▶ _What you should do_
Transcribe each record below word for word.

▶ _Supplied records_
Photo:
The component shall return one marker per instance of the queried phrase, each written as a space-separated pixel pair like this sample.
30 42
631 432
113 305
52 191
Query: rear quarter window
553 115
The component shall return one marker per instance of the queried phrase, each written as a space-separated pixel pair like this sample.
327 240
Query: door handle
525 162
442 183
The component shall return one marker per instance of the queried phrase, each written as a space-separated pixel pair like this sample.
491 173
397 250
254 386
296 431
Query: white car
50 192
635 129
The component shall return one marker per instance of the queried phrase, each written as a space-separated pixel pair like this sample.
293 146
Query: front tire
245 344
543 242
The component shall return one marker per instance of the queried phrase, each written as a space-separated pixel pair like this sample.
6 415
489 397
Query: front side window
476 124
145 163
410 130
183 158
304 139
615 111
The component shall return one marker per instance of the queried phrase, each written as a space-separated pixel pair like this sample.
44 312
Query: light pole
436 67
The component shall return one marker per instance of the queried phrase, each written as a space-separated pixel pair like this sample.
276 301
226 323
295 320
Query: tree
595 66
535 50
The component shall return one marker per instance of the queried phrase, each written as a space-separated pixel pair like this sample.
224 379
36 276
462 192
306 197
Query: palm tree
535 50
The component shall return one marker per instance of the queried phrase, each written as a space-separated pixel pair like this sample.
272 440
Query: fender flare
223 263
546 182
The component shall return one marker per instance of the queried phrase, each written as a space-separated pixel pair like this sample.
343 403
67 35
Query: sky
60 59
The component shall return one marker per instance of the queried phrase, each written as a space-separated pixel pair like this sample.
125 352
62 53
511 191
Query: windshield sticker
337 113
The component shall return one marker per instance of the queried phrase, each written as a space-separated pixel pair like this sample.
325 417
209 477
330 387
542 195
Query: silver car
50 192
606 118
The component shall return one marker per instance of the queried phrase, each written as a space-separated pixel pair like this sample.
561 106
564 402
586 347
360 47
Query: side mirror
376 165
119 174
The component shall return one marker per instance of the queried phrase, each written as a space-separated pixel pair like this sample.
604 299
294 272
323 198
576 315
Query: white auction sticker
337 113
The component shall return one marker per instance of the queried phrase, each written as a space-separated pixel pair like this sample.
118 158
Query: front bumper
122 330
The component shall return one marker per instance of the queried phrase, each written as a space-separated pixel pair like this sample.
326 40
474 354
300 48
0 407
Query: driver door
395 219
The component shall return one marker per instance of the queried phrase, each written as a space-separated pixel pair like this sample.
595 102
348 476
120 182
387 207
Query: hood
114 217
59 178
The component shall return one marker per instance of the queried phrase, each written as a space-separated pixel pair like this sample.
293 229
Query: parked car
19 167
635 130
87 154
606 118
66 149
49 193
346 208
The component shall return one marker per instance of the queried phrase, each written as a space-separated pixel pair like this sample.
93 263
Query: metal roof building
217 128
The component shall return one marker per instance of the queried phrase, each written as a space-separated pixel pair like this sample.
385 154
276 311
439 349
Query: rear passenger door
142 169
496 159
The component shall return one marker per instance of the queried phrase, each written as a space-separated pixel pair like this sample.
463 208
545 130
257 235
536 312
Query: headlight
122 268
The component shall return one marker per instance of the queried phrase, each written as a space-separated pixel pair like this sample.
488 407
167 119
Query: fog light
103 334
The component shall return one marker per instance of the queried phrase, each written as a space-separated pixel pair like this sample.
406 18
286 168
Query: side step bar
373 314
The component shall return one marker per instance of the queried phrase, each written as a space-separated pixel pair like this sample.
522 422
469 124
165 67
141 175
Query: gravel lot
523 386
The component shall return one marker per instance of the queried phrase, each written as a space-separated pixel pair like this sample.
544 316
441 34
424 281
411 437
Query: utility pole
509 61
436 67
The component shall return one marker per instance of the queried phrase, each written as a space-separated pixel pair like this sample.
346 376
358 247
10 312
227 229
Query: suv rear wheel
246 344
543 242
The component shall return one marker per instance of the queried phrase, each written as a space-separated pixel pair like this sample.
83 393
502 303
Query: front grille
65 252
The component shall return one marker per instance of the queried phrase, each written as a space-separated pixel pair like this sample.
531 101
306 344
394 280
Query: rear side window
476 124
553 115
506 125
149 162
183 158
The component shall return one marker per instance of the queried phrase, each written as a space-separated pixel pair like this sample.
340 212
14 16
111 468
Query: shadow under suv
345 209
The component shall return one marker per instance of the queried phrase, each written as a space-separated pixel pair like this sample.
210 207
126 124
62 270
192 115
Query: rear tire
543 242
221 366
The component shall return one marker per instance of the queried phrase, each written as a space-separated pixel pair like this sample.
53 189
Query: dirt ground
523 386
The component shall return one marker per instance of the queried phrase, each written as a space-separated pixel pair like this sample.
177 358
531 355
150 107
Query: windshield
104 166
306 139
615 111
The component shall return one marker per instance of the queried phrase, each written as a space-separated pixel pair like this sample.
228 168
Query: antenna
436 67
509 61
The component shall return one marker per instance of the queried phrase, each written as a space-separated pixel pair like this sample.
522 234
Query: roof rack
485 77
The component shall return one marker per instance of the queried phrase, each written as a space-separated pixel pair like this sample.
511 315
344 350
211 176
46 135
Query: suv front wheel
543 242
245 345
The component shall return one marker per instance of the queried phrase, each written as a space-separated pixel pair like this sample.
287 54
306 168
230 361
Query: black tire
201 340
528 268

▶ _Result_
Photo:
The component shall return one marker per instance of the queried phrase, each written as a space-separated pixel pair like this sample.
30 42
631 432
113 305
52 191
Query: rear quarter window
553 115
The component shall return one marker per instance of the queried phrase, each written as a space-separated pixel pair like this sample.
327 240
Query: door handle
525 162
442 183
The component shall return one marker per instance of the queried phrase, each written as a space-separated pixel pair like this sample.
491 173
397 250
254 386
296 431
Query: white car
50 192
635 129
The component shall return one marker per instance of the queried phrase, each written as a space-separated pixel pair like this sample.
293 146
Query: front tire
245 344
543 242
The component shall return one marker per instance of the queried phrase, each written as a space-separated pixel pair like this sample.
6 415
489 397
Query: front side window
476 124
145 163
410 130
183 158
304 139
615 111
The component shall return one marker per instance of the queried phrase, each written as a space-separated pixel pair like this sample.
44 312
Query: light pole
436 67
The component shall return one marker per instance of the queried phrase, each written as a space-separated pixel pair like this sample.
276 301
226 323
295 320
Query: tree
595 66
535 50
The component shall return one marker per instance of the queried phrase, each written as a space-separated pixel pair like this sample.
224 379
36 276
462 192
306 197
Query: palm tree
535 50
The component shall return one marker per instance of the queried phrase, each written as a space-separated pixel pair like this sample.
272 440
Query: fender flare
223 263
546 182
The component shall return one marker per instance of the queried phrase, each written as a space-separated pixel pair like this sample.
343 403
67 35
Query: sky
60 59
The component shall return one marker per instance of the queried phrase, each written as a space-separated pixel pair like this sample.
125 352
62 53
511 191
Query: windshield sticker
337 113
The component shall return one marker per instance of the queried phrase, each written as a space-separated pixel pair like this sample.
325 417
209 477
330 387
542 195
Query: silver car
50 192
606 118
The component shall return one marker per instance of the queried phrase, each written as a space-separated pixel pair like this sample.
561 106
564 402
586 347
360 47
Query: side mirror
376 165
119 174
The component shall return one marker per instance of the queried phrase, each written as a space-separated pixel pair like this sample.
604 299
294 272
323 198
576 315
Query: white auction sticker
337 113
The component shall return one marker per instance of the queried phrase, each written as a space-separated pixel pair like this sample.
118 158
Query: front bumper
122 330
The component shall return one marker per instance of the queried phrase, each written as a space-separated pixel pair like this sample.
326 40
474 354
300 48
0 407
Query: driver door
395 219
The component shall return one marker per instance of the queried phrase, each written as a space-separated pixel pair like this sample.
595 102
348 476
120 182
387 207
Query: hood
114 217
59 178
The component shall return one marker per instance of the queried phrase, each written as a space-separated pixel pair like this sample.
293 229
Query: parked car
19 167
635 130
87 154
606 118
66 149
49 193
346 208
The component shall return one marker per instance of the queried phrase, each written as a space-separated pixel pair like this sample.
93 263
Query: metal roof building
217 128
The component shall return one marker per instance of the queried phrase, each written as a space-separated pixel pair like this sample.
385 154
276 311
439 349
Query: rear passenger door
142 169
496 159
The component shall return one marker per instance of the queried phrase, each written as a space-separated pixel pair like this sample.
463 208
545 130
257 235
536 312
Query: headlight
122 268
The component shall return one marker per instance of the queried phrase, each written as a space-separated pixel pair like this sample.
488 407
167 119
Query: fog light
103 334
The component shall return one marker per instance of the queried phrase, each written as a space-separated pixel pair like this sample.
406 18
286 168
Query: side step bar
373 314
The component shall return one marker per instance of the queried phrase, each written as a space-separated pixel pair like this sample.
522 422
469 124
165 67
141 175
Query: gravel lot
523 386
The component shall return one marker per instance of the queried phrase, each written as a space-separated pixel pair like this sample.
544 316
441 34
424 281
411 437
Query: utility pole
509 61
436 67
The component shall return one marker per instance of the queried phrase, each written as a space-separated pixel pair like this sample.
346 376
358 247
10 312
227 229
Query: suv rear wheel
246 344
543 242
The component shall return one marker per instance of the queried phrase, each written as a space-separated pixel pair like this sample.
83 393
502 303
Query: front grille
65 252
The component shall return one marker per instance of the queried phrase, each written as a space-separated pixel pair like this sample.
531 101
306 344
394 280
Query: rear side window
476 124
553 115
506 125
149 162
183 158
The component shall return one marker per instance of the queried phrase, each written as a space-separated pixel pair like this sample.
340 212
14 16
111 468
Query: shadow under suv
345 209
The component shall return one marker per instance of the queried phrase, each written as a space-separated pixel pair like this sample.
210 207
126 124
62 270
192 115
Query: rear tire
543 242
221 366
The component shall return one marker per instance of the queried phrase, each written as a space-separated pixel pair like this sample.
53 189
Query: dirt ground
523 386
The component shall return one marker per instance of the queried phrase, each written as a space-separated pixel pair like this sample.
177 358
531 355
150 107
Query: windshield
104 166
306 139
615 111
The component shall return one marker per instance of the queried phrase, each written as a space-separated pixel pair like this sample.
228 168
Query: antenna
436 67
509 61
The component shall return one marker per instance of the queried phrase, each written as a space-separated pixel pair like this sample.
522 234
Query: roof rack
485 77
The component shall return one marker per instance of the queried phrase, each written as a space-separated pixel pair like this sample.
511 315
344 350
211 176
46 135
Query: suv front wheel
543 242
245 345
The component shall return one marker per instance of the queried phrase, each written as a space-separated pixel pair like this sample.
287 54
306 168
230 361
Query: black tire
201 340
528 268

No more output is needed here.